> EXERCISE
Please copy every record below line for line, leaving the pictures out of your answer.
>> Begin THE INPUT
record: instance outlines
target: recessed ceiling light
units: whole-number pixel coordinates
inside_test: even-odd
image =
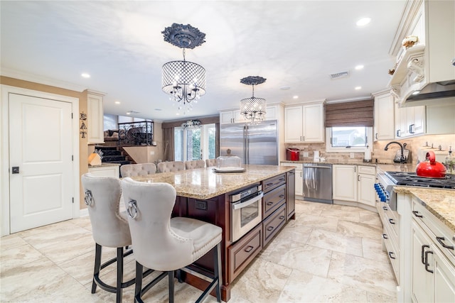
[[[357,26],[364,26],[368,24],[370,21],[371,21],[371,18],[362,18],[355,24]]]

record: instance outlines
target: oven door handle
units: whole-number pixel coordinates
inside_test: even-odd
[[[242,209],[243,207],[247,206],[248,205],[251,205],[253,203],[257,202],[258,200],[260,200],[261,199],[262,199],[262,196],[264,196],[264,193],[261,192],[259,194],[255,197],[254,198],[250,199],[246,201],[240,201],[237,203],[233,203],[232,209]]]

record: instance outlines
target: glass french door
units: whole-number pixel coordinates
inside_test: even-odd
[[[215,131],[215,124],[204,124],[196,128],[174,128],[174,160],[214,159]]]

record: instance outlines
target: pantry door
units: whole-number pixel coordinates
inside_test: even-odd
[[[11,233],[72,219],[73,104],[13,93],[9,100]]]

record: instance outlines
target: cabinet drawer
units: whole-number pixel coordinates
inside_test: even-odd
[[[359,174],[376,175],[376,167],[374,166],[359,165],[358,167]]]
[[[284,183],[286,183],[286,175],[279,175],[262,181],[262,190],[265,193]]]
[[[229,255],[229,282],[232,282],[242,270],[262,249],[262,224],[228,248]]]
[[[267,192],[262,198],[262,219],[273,213],[286,201],[286,185]]]
[[[283,204],[269,218],[262,221],[264,228],[264,246],[281,229],[286,222],[286,204]]]
[[[455,237],[451,231],[429,212],[420,200],[412,198],[412,218],[442,253],[455,265]],[[454,237],[454,238],[453,238]]]

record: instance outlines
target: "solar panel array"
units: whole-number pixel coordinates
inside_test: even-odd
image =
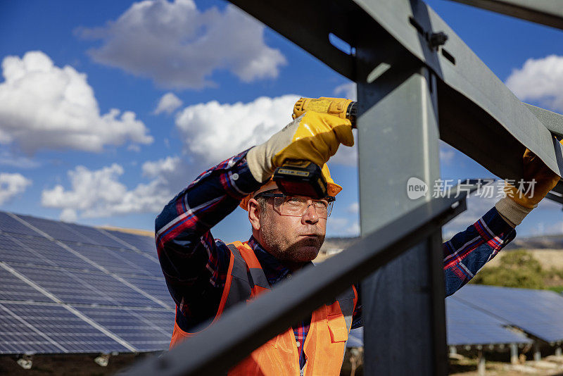
[[[563,296],[559,294],[469,284],[452,298],[546,342],[563,341]]]
[[[446,299],[445,312],[450,346],[532,342],[524,334],[507,329],[508,322],[455,299]]]
[[[0,212],[0,354],[167,348],[174,324],[151,237]],[[563,341],[563,296],[467,285],[446,299],[450,345]],[[363,344],[362,329],[348,346]]]
[[[562,313],[553,292],[467,284],[445,299],[448,344],[561,344]],[[362,328],[350,332],[348,347],[363,343]]]
[[[0,212],[0,354],[167,349],[151,237]]]

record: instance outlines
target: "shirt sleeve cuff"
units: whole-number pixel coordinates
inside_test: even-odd
[[[509,225],[493,207],[476,223],[480,234],[488,243],[495,243],[495,249],[500,249],[516,237],[516,230]]]

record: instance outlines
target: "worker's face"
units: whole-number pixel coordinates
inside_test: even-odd
[[[267,199],[264,210],[253,201],[249,211],[253,233],[266,251],[279,260],[291,263],[310,261],[317,257],[324,242],[327,219],[320,218],[312,205],[302,216],[295,217],[280,215],[274,208],[272,198]],[[254,221],[253,216],[255,216]]]

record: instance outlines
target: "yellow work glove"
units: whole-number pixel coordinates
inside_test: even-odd
[[[521,223],[524,217],[538,206],[561,178],[528,149],[522,159],[523,184],[514,182],[515,187],[505,182],[507,196],[495,205],[498,212],[514,225]]]
[[[264,144],[250,149],[246,161],[257,182],[264,182],[287,160],[309,161],[322,166],[342,144],[354,145],[348,119],[308,111]]]

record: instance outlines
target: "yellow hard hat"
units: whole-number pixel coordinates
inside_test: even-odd
[[[332,177],[330,177],[330,171],[329,170],[329,166],[327,165],[327,163],[322,165],[322,176],[324,176],[325,180],[327,180],[327,193],[329,196],[332,196],[333,197],[336,196],[342,190],[342,187],[335,183]],[[277,184],[274,181],[273,178],[270,178],[270,180],[264,183],[258,190],[254,191],[243,199],[239,206],[248,211],[248,201],[251,201],[251,199],[253,199],[260,192],[270,191],[270,189],[276,189],[277,187]]]

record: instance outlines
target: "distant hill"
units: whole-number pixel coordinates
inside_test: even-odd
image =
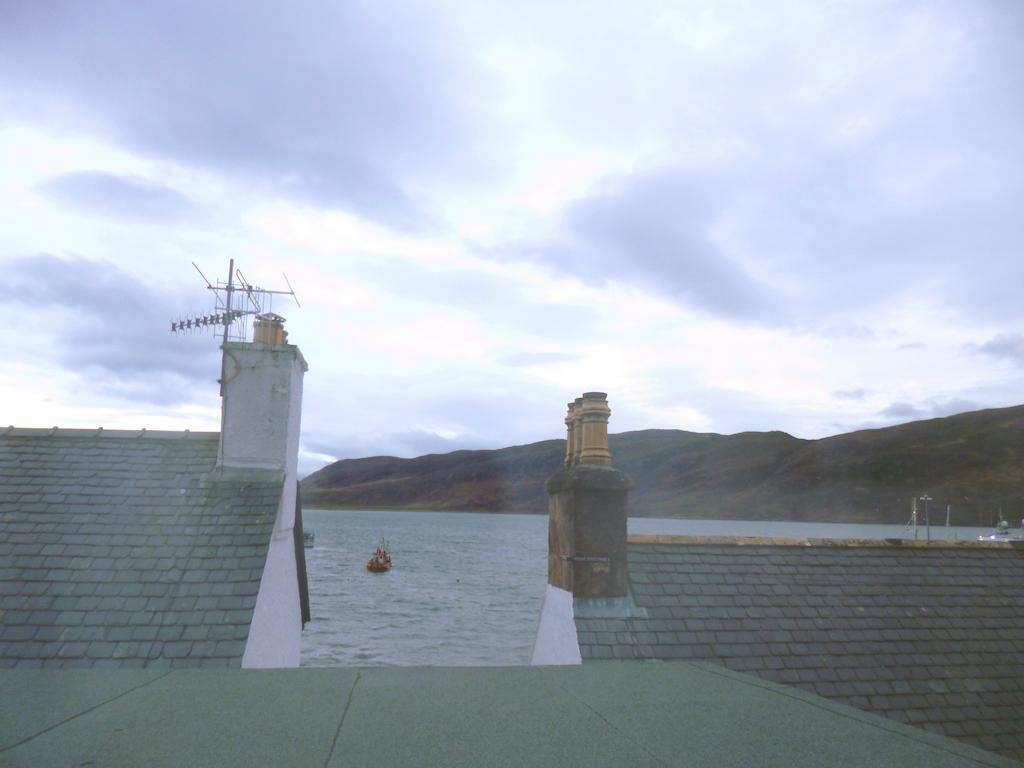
>> End THE INPUT
> RESULT OF THE TASK
record: instance outlines
target: recessed ceiling light
units: whole-number pixel coordinates
inside_test: even-odd
image =
[[[357,26],[364,26],[368,24],[370,21],[371,21],[371,18],[362,18],[355,24]]]

record: instance outlines
target: oven door handle
units: whole-number pixel coordinates
inside_test: even-odd
[[[242,209],[243,207],[247,206],[248,205],[251,205],[253,203],[257,202],[258,200],[260,200],[261,199],[262,199],[262,196],[264,196],[264,193],[261,192],[259,194],[255,197],[254,198],[250,199],[246,201],[240,201],[237,203],[233,203],[232,209]]]

record: instance outlines
target: glass french door
units: whole-number pixel coordinates
inside_test: even-odd
[[[215,131],[215,124],[204,124],[196,128],[174,128],[174,160],[214,159]]]

record: instance outlines
target: pantry door
units: whole-number pixel coordinates
inside_test: even-odd
[[[11,233],[72,219],[73,104],[13,93],[9,100]]]

record: instance outlines
target: cabinet drawer
units: whole-number pixel coordinates
inside_test: even-odd
[[[359,174],[376,175],[376,167],[374,166],[359,165],[358,167]]]
[[[284,183],[286,183],[286,175],[279,175],[262,181],[262,190],[265,193]]]
[[[229,255],[229,282],[232,282],[242,270],[262,249],[262,224],[228,248]]]
[[[267,192],[262,198],[262,219],[273,213],[286,201],[286,185]]]
[[[283,204],[269,218],[262,221],[264,228],[264,246],[281,229],[286,222],[286,204]]]
[[[455,237],[451,231],[429,212],[420,200],[412,198],[412,218],[442,253],[455,265]],[[454,237],[454,238],[453,238]]]

record: instance outlines
target: "solar panel array"
units: whole-number pixel coordinates
inside_test: even-odd
image =
[[[563,296],[559,294],[469,284],[452,298],[546,342],[563,341]]]
[[[446,299],[445,312],[450,346],[532,342],[524,334],[507,329],[508,322],[455,299]]]
[[[0,212],[0,354],[167,348],[174,324],[151,237]],[[563,341],[563,296],[467,285],[446,299],[450,345]],[[363,344],[362,329],[348,346]]]
[[[562,313],[553,292],[467,284],[445,299],[448,344],[561,344]],[[362,328],[350,332],[348,347],[363,343]]]
[[[0,212],[0,354],[167,349],[151,237]]]

record: instance outlines
target: "shirt sleeve cuff"
units: whole-number pixel coordinates
inside_test: even-odd
[[[509,225],[493,207],[476,223],[480,234],[488,243],[495,243],[495,249],[500,249],[516,237],[516,230]]]

record: instance outlines
target: "worker's face"
units: whole-number pixel coordinates
inside_test: even-odd
[[[267,199],[264,210],[253,201],[249,211],[253,233],[266,251],[279,260],[291,263],[310,261],[317,257],[324,242],[327,219],[320,218],[312,205],[302,216],[295,217],[280,215],[274,208],[272,198]],[[254,221],[253,216],[255,216]]]

record: instance outlines
target: "yellow work glove"
units: whole-number pixel coordinates
inside_test: even-odd
[[[521,223],[524,217],[538,206],[561,178],[528,149],[522,159],[523,184],[514,182],[515,187],[505,182],[507,196],[495,205],[498,212],[514,225]]]
[[[264,144],[250,149],[246,161],[257,182],[264,182],[287,160],[309,161],[322,166],[342,144],[354,145],[348,119],[308,111]]]

record: instance outlines
target: "yellow hard hat"
units: whole-number pixel coordinates
inside_test: even-odd
[[[332,177],[330,177],[330,171],[329,170],[329,166],[327,165],[327,163],[322,165],[322,176],[324,176],[325,180],[327,180],[327,193],[329,196],[332,196],[333,197],[336,196],[342,190],[342,187],[335,183]],[[277,184],[274,181],[273,178],[270,178],[270,180],[264,183],[258,190],[254,191],[243,199],[239,206],[248,211],[248,201],[251,201],[251,199],[253,199],[260,192],[270,191],[270,189],[276,189],[277,187]]]

record: instance outlines
target: "distant hill"
units: whole-number pixel coordinates
inside_test: even-odd
image =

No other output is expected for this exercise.